→ **TASK OBJECTIVE**: Using the entries below, restate word for word only the lines from the one with "shown by (114,50)." to the final line, leaving the pictures out.

─── GIVEN DATA

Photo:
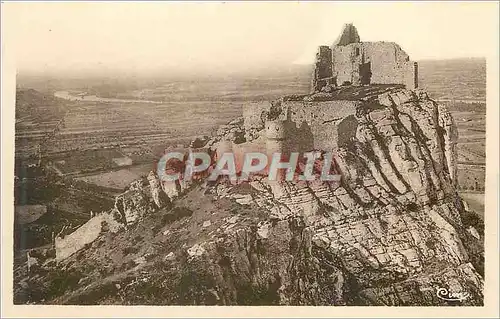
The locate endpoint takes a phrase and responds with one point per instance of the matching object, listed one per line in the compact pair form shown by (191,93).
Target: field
(80,138)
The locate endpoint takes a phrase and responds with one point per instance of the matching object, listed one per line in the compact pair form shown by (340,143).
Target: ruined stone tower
(276,137)
(352,62)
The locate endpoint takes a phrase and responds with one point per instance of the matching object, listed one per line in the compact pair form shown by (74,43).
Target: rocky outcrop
(393,231)
(349,35)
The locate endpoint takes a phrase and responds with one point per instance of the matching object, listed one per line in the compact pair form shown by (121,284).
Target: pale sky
(211,36)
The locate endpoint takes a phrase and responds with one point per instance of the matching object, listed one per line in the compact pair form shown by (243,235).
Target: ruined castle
(345,76)
(350,61)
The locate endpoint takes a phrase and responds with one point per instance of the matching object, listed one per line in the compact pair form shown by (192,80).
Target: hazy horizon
(229,38)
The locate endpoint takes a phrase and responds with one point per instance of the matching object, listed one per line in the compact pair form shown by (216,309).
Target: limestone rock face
(390,233)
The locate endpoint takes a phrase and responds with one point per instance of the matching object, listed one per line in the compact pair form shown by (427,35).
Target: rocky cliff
(392,232)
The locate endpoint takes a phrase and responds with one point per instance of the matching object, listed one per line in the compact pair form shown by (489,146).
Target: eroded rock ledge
(390,233)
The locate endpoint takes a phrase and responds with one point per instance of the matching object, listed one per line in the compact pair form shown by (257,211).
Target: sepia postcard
(234,159)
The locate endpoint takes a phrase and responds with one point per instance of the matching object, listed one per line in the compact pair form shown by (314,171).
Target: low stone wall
(84,235)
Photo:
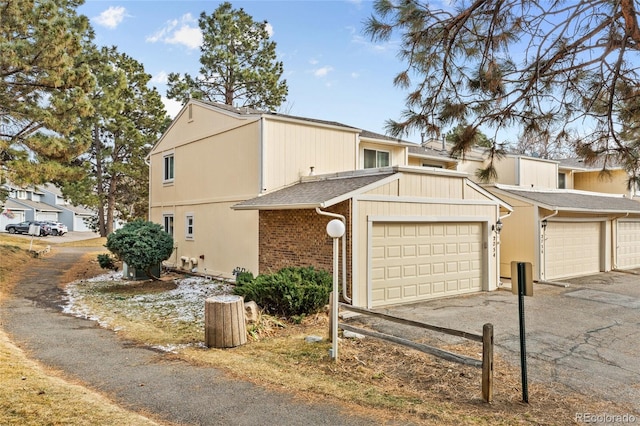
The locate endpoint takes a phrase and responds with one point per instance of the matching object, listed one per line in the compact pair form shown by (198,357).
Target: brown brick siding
(299,238)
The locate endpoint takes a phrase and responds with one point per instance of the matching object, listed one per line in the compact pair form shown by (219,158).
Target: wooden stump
(224,322)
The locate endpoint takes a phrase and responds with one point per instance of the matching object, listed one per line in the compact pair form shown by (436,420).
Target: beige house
(568,219)
(244,189)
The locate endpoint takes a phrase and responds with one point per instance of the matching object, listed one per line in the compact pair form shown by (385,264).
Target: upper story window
(188,231)
(168,224)
(168,170)
(375,159)
(562,180)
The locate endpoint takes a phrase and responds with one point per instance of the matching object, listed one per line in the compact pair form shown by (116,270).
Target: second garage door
(417,261)
(572,249)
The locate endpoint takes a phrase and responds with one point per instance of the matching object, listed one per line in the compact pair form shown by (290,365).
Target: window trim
(165,170)
(171,218)
(189,226)
(377,153)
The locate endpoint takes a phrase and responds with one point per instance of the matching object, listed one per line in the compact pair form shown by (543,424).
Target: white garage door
(417,261)
(628,246)
(53,216)
(572,249)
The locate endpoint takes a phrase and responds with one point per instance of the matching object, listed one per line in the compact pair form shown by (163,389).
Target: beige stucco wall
(212,173)
(412,204)
(537,173)
(291,148)
(519,236)
(614,183)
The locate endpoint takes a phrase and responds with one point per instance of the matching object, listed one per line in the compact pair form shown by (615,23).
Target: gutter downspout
(543,260)
(344,251)
(614,247)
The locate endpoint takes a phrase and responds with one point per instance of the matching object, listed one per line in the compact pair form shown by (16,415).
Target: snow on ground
(100,297)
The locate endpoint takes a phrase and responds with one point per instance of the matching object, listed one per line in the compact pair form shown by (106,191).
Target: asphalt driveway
(586,336)
(137,377)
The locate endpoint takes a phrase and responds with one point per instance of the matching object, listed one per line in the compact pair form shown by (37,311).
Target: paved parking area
(586,335)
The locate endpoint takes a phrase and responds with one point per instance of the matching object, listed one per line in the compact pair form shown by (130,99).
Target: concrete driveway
(586,335)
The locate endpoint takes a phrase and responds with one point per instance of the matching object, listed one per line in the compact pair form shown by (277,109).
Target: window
(188,232)
(562,181)
(374,159)
(168,168)
(168,223)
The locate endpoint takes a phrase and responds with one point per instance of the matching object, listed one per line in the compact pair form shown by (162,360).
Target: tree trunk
(224,322)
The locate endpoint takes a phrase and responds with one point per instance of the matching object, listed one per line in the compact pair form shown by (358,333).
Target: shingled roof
(575,200)
(310,194)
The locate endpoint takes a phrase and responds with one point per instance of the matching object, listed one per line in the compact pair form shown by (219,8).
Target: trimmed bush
(290,292)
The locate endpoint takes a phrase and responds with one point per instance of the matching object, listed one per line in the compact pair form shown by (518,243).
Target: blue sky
(333,70)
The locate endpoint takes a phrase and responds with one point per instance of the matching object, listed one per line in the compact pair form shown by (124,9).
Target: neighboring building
(568,219)
(76,218)
(44,202)
(26,204)
(244,189)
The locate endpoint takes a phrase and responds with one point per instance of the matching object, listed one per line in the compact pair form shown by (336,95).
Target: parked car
(57,228)
(23,227)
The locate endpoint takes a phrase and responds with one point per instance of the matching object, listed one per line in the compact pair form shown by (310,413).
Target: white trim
(424,200)
(187,235)
(416,219)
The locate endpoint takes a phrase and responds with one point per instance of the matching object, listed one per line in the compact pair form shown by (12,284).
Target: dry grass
(31,394)
(374,378)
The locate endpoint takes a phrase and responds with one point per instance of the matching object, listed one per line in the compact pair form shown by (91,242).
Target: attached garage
(412,233)
(572,249)
(414,261)
(568,233)
(628,244)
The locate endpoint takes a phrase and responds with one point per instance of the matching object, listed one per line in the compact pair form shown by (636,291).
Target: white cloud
(322,72)
(184,31)
(111,17)
(172,106)
(160,77)
(269,29)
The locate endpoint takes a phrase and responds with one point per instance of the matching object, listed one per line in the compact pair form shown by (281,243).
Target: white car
(57,228)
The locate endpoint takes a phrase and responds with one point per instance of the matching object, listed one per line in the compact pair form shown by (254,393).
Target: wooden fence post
(487,362)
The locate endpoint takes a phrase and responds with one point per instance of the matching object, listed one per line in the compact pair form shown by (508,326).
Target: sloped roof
(578,201)
(311,194)
(579,164)
(36,205)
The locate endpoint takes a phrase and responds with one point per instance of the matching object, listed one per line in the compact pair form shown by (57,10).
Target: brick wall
(299,238)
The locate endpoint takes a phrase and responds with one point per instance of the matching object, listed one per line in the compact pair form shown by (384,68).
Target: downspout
(344,251)
(614,248)
(543,224)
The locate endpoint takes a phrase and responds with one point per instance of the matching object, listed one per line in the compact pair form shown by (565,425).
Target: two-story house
(26,204)
(240,188)
(568,220)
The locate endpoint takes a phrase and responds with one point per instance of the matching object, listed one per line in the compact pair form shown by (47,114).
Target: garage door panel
(628,245)
(429,260)
(572,249)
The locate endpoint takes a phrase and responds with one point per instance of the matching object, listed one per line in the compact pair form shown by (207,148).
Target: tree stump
(224,322)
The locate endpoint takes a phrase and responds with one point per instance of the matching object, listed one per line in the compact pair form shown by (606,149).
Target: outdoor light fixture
(335,229)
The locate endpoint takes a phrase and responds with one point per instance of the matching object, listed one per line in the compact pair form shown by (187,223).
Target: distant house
(76,218)
(568,220)
(254,190)
(26,204)
(44,202)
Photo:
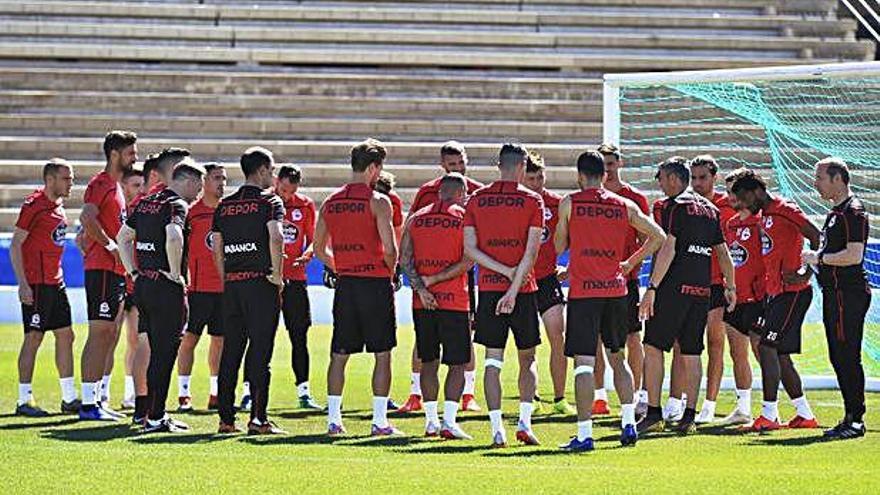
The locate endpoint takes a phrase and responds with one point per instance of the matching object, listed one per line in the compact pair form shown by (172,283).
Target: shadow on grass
(769,441)
(103,433)
(178,438)
(41,423)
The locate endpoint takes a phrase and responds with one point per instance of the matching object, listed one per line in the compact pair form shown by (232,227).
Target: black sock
(689,416)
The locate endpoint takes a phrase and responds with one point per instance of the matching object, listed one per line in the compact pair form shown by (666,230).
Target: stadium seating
(309,78)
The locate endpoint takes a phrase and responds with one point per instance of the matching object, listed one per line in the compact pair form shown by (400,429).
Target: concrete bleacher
(309,78)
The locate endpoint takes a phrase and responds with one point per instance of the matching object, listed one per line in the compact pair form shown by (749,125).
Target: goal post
(779,121)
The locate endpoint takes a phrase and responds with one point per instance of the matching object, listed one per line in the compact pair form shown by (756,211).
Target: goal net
(780,121)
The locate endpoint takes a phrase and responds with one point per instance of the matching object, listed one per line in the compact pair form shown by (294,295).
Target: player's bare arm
(383,212)
(25,293)
(651,234)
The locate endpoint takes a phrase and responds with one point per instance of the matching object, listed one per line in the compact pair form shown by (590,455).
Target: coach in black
(846,294)
(153,239)
(680,282)
(248,247)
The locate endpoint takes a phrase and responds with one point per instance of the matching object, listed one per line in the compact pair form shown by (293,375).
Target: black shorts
(747,318)
(295,305)
(492,329)
(443,328)
(50,310)
(205,309)
(164,311)
(128,301)
(633,323)
(549,293)
(716,297)
(363,316)
(589,318)
(677,318)
(785,316)
(105,291)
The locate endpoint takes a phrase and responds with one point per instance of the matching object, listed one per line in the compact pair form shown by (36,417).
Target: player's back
(437,235)
(357,247)
(502,214)
(598,235)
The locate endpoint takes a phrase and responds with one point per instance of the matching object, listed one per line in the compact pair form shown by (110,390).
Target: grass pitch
(58,453)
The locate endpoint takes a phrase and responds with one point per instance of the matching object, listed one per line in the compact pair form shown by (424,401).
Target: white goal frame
(611,124)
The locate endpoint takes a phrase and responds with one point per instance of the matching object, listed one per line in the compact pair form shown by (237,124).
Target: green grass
(39,456)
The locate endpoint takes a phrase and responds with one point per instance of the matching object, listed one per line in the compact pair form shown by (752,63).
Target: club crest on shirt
(290,233)
(59,233)
(738,254)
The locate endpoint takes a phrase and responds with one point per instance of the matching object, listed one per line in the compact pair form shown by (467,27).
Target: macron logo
(146,246)
(703,250)
(245,247)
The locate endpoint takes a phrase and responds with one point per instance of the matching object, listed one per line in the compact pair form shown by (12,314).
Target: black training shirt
(845,223)
(149,219)
(694,222)
(241,219)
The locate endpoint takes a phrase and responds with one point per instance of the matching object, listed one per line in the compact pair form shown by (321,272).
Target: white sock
(470,382)
(525,413)
(495,421)
(585,430)
(709,407)
(68,389)
(105,388)
(450,409)
(25,393)
(88,393)
(431,416)
(334,409)
(128,393)
(803,407)
(415,384)
(744,400)
(627,414)
(183,386)
(770,410)
(380,411)
(302,390)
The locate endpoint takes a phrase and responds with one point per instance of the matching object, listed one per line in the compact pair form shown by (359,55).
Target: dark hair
(591,165)
(211,166)
(151,163)
(748,181)
(255,158)
(169,157)
(366,153)
(678,166)
(290,172)
(511,155)
(707,161)
(451,148)
(118,141)
(606,149)
(53,166)
(187,168)
(131,172)
(534,162)
(736,174)
(835,166)
(452,181)
(385,183)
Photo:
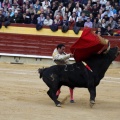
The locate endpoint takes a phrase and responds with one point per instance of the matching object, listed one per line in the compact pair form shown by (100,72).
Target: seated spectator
(108,31)
(10,11)
(2,18)
(95,10)
(19,13)
(103,2)
(86,11)
(15,18)
(40,19)
(73,17)
(8,17)
(6,4)
(27,4)
(25,19)
(118,24)
(111,22)
(33,19)
(23,10)
(31,9)
(53,7)
(57,20)
(99,30)
(102,24)
(48,10)
(108,12)
(14,7)
(80,23)
(77,10)
(48,21)
(37,6)
(95,23)
(88,23)
(65,21)
(91,17)
(45,4)
(28,13)
(113,9)
(83,17)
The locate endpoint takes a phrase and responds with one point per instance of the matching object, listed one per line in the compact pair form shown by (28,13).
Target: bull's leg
(71,95)
(92,91)
(53,96)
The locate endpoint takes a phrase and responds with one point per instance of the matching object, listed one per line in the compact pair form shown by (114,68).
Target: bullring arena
(23,94)
(23,97)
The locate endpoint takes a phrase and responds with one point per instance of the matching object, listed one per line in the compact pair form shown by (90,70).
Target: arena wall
(20,40)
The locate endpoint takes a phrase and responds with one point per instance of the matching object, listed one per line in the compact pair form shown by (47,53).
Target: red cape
(88,44)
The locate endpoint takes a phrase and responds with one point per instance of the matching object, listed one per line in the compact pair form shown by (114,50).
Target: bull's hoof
(58,105)
(92,102)
(72,101)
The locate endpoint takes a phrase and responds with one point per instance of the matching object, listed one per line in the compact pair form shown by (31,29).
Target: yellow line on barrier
(33,31)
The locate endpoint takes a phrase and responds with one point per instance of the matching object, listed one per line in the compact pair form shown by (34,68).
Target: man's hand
(71,55)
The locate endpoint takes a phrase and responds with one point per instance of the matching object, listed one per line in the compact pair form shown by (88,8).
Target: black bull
(77,75)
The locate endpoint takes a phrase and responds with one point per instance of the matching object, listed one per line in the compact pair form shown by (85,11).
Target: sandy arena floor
(23,97)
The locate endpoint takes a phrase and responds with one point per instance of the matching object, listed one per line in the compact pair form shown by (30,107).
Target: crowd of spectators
(104,15)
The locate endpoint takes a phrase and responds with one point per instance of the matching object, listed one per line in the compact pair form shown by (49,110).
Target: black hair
(60,46)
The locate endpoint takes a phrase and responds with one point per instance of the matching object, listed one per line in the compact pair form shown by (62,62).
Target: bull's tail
(40,71)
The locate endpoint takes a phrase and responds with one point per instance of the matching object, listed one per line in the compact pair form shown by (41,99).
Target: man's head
(61,48)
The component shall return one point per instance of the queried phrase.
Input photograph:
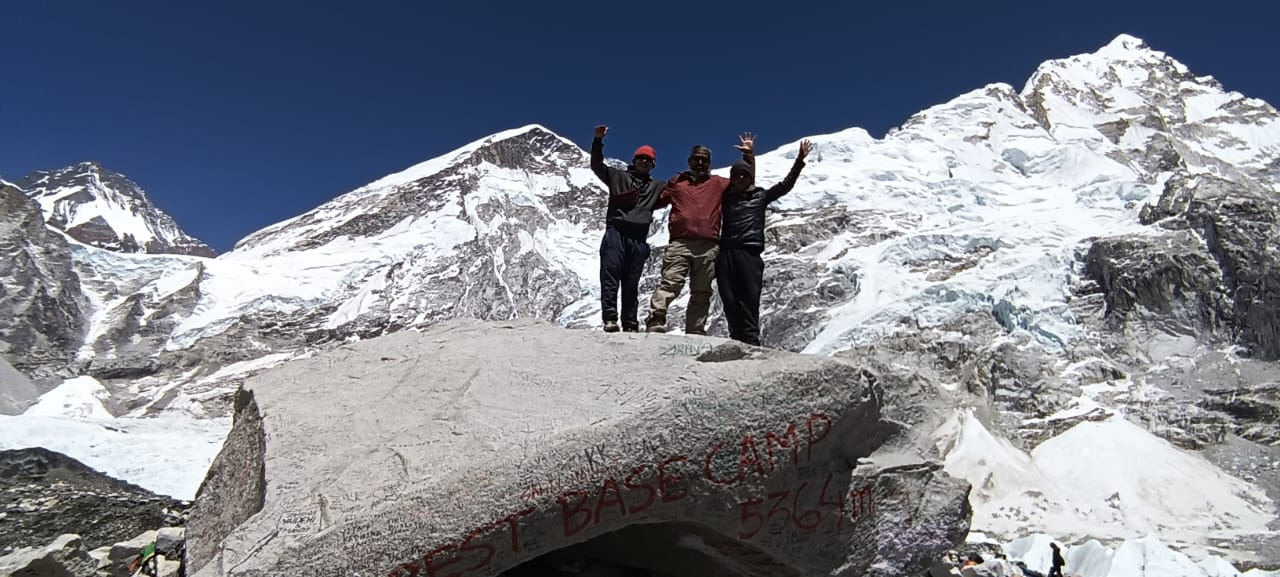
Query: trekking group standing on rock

──────

→ **THE REPLY**:
The locate endpoint takes a phrase and responds with one point per instance of the matching object, listed one per line in the compact pair form shown by (114,50).
Target: bull's hoof
(58,105)
(92,102)
(72,101)
The locate endpoint takes a phrase and responds with one point per instance of the matching object, listed one per line in the compact pair form shown by (31,29).
Target: yellow line on barrier
(33,31)
The locate endpoint takes a phrase and responds with one point per instance of the matching object, listed one per line in the compact pair form shown by (34,68).
Target: man's hand
(71,55)
The locate endpoint takes a phrase and responds with one point per instance of the matching object, listed one per line in the compact pair form shown by (88,8).
Target: black bull
(77,75)
The locate endpoint takes a phrase and responds with one point per instance of the matching object, listed one per line in the compact pair form shown by (85,11).
Target: sandy arena floor
(23,97)
The locate endpoint takes a phrase and responds with one point per instance of the matching object, listed one per line in the compact pair form shown by (30,107).
Target: crowd of spectators
(104,15)
The locate endpoint takes a phrase and responds with one point per instance of the matching object, listed one per line in the compact pair form shown by (49,110).
Target: black hair
(60,46)
The locate endpoint takes a phrase and responds with one point per instance of the matching object, listed one per line in the compact pair form shown by (62,62).
Target: bull's tail
(40,71)
The locate endpoint takes a phrase and responds with one point per instance of the matching object, listed one per line in the compact pair form shown by (41,99).
Target: man's head
(61,48)
The component shall return one point per instance of the queried phrase.
Input photograph:
Query: trekking group standing on rock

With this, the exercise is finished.